_TASK INSTRUCTIONS_: Rewrite the Good Samaritan excerpt between "The question is: Who" and "matter for discussion.", inclusive, using "outsiders" in place of "strangers".

— start SOURCE PASSAGE —

Thursday, April 5, 2007

Excerpt from Pope's New Book on Jesus

From Papa Razi Forum:

The parable of the Good Samaritan (Lk 10,25-37)

In the center of the story of the Good Samaritan is man's fundamental question. It was a doctor of the law - a master of exegesis - who asked it of the Lord: "Rabbi, what should I do to gain eternal life?" (10,25).

Luke adds that the doctor asked the question to put Jesus to the test. He himself, as a doctor of the law, knew the answer the Bible gives to that question, but he wanted to see what this prophet, who was not a Biblical scholar, would say about it.

The Lord simply refers him back to the Scripture that his interlocutor knows and lets him answer his own question. The doctor of laws answers by precisely citing Deuteronomy 6,5 and Leviticus 19,18: "Love the Lord God with all your heart, all your spirit, all your strength, and all your mind, and love your neighbor as much as you love yourself" (Lk 10.27).

On this question, Jesus does not teach things differnt from the Torah, whose entire meaning is contained in this double commandment. But now, this learned man, who knew the answer to his own question, had to justify himself further: The word of the Scripture is not in question, he says, but how it should be applied in life raises many questions that are debated in the schools (and even in life itself).

The question is: Who is our 'neighbor'? The usual response, based on Scriptural texts, says 'neighbor' means 'fellow national(tribesman)".

The people make up a fraternal community, in which everyone has a responsibility to the other, in which every individual is supported by the whole, and therefore should consider the other
"as himself" - part of that whole which assigns him a vital space.

Then what about strangers, those who belong to another 'people', aren't they 'our neighbors'? Scriptures exhorted the Jews to love even strangers, reminding them that in Egypt, the people of Israel had lived as foreigners. But where to place limits remained a matter for discussion.

In general, only the foreigner who lived on the land of Israel was considered to belong to the fraternal community. But other concepts of 'neighbor' were also widespread.

— end SOURCE PASSAGE —
— start EXTRACTED INFORMATION —

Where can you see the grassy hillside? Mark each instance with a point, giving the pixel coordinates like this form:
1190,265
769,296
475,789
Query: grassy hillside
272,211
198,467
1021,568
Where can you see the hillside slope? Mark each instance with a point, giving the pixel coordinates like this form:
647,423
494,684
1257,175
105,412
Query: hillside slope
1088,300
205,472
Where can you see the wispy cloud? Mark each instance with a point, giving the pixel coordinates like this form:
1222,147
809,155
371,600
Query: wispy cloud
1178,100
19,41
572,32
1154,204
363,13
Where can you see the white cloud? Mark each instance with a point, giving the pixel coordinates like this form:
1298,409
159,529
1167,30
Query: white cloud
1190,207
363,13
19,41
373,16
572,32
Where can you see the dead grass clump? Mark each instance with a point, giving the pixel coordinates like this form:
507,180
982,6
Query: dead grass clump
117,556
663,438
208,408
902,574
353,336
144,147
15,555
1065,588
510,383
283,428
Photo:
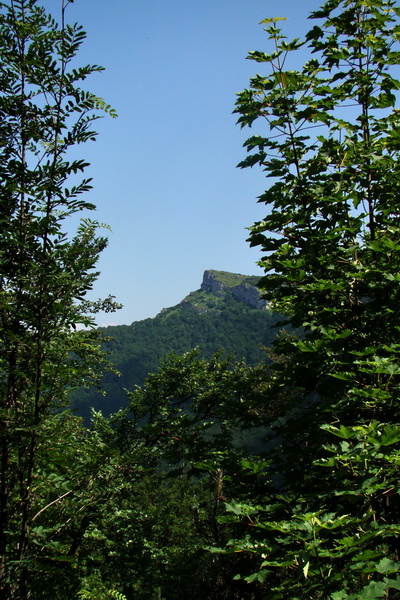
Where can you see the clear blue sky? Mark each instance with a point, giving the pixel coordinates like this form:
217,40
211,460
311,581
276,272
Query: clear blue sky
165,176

— end EXTRACTED INFORMATION —
— start EXTRACTED INFORMATION —

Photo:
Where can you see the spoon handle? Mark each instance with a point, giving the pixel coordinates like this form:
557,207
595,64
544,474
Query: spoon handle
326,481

— end EXTRACTED INFORMATION —
— start EXTRACTED INFORMATION —

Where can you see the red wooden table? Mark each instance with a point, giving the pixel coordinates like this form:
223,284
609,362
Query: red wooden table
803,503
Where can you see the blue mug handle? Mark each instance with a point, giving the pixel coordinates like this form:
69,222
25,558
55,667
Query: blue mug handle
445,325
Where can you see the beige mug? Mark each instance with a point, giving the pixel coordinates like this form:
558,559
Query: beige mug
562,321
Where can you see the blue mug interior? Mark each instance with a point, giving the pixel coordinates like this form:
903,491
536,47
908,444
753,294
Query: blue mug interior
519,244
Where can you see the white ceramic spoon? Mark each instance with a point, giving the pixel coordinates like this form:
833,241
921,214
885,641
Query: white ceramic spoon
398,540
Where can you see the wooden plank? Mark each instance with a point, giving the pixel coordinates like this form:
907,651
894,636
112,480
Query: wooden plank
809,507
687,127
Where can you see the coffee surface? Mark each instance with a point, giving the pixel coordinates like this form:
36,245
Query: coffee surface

— end EXTRACTED INFORMATION —

_RESPONSE TO THE TASK_:
The question is: Who is our 'neighbor'? The usual response, based on Scriptural texts, says 'neighbor' means 'fellow national(tribesman)".

The people make up a fraternal community, in which everyone has a responsibility to the other, in which every individual is supported by the whole, and therefore should consider the other
"as himself" - part of that whole which assigns him a vital space.

Then what about outsiders, those who belong to another 'people', aren't they 'our neighbors'? Scriptures exhorted the Jews to love even outsiders, reminding them that in Egypt, the people of Israel had lived as foreigners. But where to place limits remained a matter for discussion.